→ Given instruction:
Copy every line of the data below verbatim, changing nothing.

→ Stored data:
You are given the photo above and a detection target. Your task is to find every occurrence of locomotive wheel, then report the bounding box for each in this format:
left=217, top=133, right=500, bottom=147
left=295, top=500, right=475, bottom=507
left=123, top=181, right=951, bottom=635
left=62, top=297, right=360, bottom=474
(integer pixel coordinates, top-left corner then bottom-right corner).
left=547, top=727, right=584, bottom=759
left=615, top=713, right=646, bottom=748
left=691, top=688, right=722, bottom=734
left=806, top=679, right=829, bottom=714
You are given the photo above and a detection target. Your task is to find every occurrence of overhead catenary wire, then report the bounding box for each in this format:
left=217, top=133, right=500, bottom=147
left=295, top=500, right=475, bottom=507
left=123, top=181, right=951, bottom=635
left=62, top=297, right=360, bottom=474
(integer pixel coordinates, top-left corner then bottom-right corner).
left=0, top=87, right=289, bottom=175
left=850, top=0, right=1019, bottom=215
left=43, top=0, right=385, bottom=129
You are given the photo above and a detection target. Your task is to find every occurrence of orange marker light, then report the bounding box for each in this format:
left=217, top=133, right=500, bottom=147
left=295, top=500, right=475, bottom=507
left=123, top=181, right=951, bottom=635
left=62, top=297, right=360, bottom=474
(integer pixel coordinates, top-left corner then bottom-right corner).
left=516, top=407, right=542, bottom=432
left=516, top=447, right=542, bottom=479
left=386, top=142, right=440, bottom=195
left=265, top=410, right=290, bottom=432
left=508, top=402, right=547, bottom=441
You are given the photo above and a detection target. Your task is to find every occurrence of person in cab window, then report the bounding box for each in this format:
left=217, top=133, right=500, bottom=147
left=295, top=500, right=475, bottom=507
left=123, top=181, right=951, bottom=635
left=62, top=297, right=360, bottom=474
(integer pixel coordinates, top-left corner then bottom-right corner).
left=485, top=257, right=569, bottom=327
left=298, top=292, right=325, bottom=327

→ Final result:
You are given the photo above and a detection target. Your task is to find every occurrence of locomotive wheel, then report the bounding box for each in this format:
left=217, top=133, right=500, bottom=147
left=295, top=500, right=475, bottom=507
left=123, top=181, right=951, bottom=635
left=62, top=297, right=360, bottom=474
(integer pixel coordinates, top-left corner then bottom-right corner).
left=547, top=727, right=584, bottom=759
left=615, top=713, right=646, bottom=748
left=691, top=688, right=722, bottom=734
left=806, top=679, right=829, bottom=714
You are given the photo above and a detection target. Your task is to find every occurrence of overhead catenary wire, then report the bounding box for each in this format:
left=217, top=133, right=500, bottom=147
left=295, top=500, right=475, bottom=507
left=123, top=181, right=951, bottom=635
left=62, top=297, right=360, bottom=474
(integer pixel coordinates, top-left corner then bottom-right corner).
left=0, top=87, right=289, bottom=175
left=850, top=0, right=1019, bottom=215
left=43, top=0, right=385, bottom=129
You are given the photo above and a detection target. Your task is to find every occurrence of orange marker light, then report the bounding box for each in this format:
left=217, top=133, right=500, bottom=147
left=295, top=500, right=475, bottom=507
left=123, top=181, right=951, bottom=635
left=62, top=297, right=360, bottom=474
(integer pixel coordinates, top-left corner then bottom-right corner).
left=516, top=407, right=542, bottom=432
left=516, top=447, right=542, bottom=479
left=386, top=142, right=440, bottom=195
left=265, top=410, right=290, bottom=432
left=508, top=402, right=547, bottom=441
You are given the photo above and a detection target. Your task is to find every occurrence of person in cab window, then report the bounding box for each in this format:
left=217, top=133, right=500, bottom=147
left=295, top=500, right=475, bottom=507
left=123, top=181, right=951, bottom=635
left=62, top=297, right=360, bottom=474
(integer pixel coordinates, top-left corner then bottom-right corner).
left=485, top=257, right=569, bottom=327
left=298, top=292, right=325, bottom=327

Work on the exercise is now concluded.